La défense de Monsanto s’est employée, devant la cour d’appel de Lyon, à nier l’existence des multiples troubles neurologiques et organiques dont se plaint depuis 12 ans l’agriculteur Paul François après avoir inhalé accidentellement de l’herbicide Lasso produit par la multinationale.
Le céréalier de 55 ans mène depuis 2007 un bras de fer judiciaire contre Monsanto, qu'il désigne comme responsable de sa grave intoxication en 2004 au Lasso, désormais interdit. Il réclame un million d'euros d'indemnités.
Pas de préjudice, selon Monsanto
La multinationale américaine a été condamnée en première instance en France en 2012, puis en appel en 2015. La Cour de cassation, saisie par Monsanto (racheté depuis par l'Allemand Bayer), a annulé cette décision en 2017.
Paul François décrit des périodes de coma, des crises d’épilepsie, des troubles de l’équilibre et de la mémoire, des maux de tête, des pertes de connaissance, ainsi que des troubles neurologiques et hépatiques.

*Items extraits*:
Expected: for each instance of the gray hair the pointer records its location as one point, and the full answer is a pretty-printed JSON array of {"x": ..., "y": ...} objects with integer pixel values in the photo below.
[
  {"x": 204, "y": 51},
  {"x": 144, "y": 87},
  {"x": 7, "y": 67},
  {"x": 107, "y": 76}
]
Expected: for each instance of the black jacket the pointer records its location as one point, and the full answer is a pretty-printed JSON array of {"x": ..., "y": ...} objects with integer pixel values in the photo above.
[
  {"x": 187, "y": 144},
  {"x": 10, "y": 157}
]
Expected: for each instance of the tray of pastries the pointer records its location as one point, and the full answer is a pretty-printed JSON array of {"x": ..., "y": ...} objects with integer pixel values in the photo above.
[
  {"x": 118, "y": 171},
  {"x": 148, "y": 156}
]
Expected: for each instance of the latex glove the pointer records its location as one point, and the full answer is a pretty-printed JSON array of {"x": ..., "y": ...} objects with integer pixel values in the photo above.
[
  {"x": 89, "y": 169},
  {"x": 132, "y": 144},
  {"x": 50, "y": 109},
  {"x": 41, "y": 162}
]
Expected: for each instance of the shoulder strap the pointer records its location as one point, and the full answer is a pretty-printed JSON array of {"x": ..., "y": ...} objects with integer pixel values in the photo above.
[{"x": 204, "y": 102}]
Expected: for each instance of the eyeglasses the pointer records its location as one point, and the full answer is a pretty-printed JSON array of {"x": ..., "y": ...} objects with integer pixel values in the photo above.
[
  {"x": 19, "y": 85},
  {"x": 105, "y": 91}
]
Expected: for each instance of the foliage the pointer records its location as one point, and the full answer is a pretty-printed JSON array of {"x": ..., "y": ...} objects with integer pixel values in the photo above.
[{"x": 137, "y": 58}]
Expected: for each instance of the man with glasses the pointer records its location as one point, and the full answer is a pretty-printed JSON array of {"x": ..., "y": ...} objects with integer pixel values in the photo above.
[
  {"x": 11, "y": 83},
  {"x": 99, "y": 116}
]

*Consigne*:
Restituez mot pour mot le passage de l'extrait sur l'affaire Monsanto compris entre « Le céréalier de » et « million d'euros d'indemnités. », bornes incluses. Les items forment un matériau indépendant de l'extrait.

*Votre réponse*:
Le céréalier de 55 ans mène depuis 2007 un bras de fer judiciaire contre Monsanto, qu'il désigne comme responsable de sa grave intoxication en 2004 au Lasso, désormais interdit. Il réclame un million d'euros d'indemnités.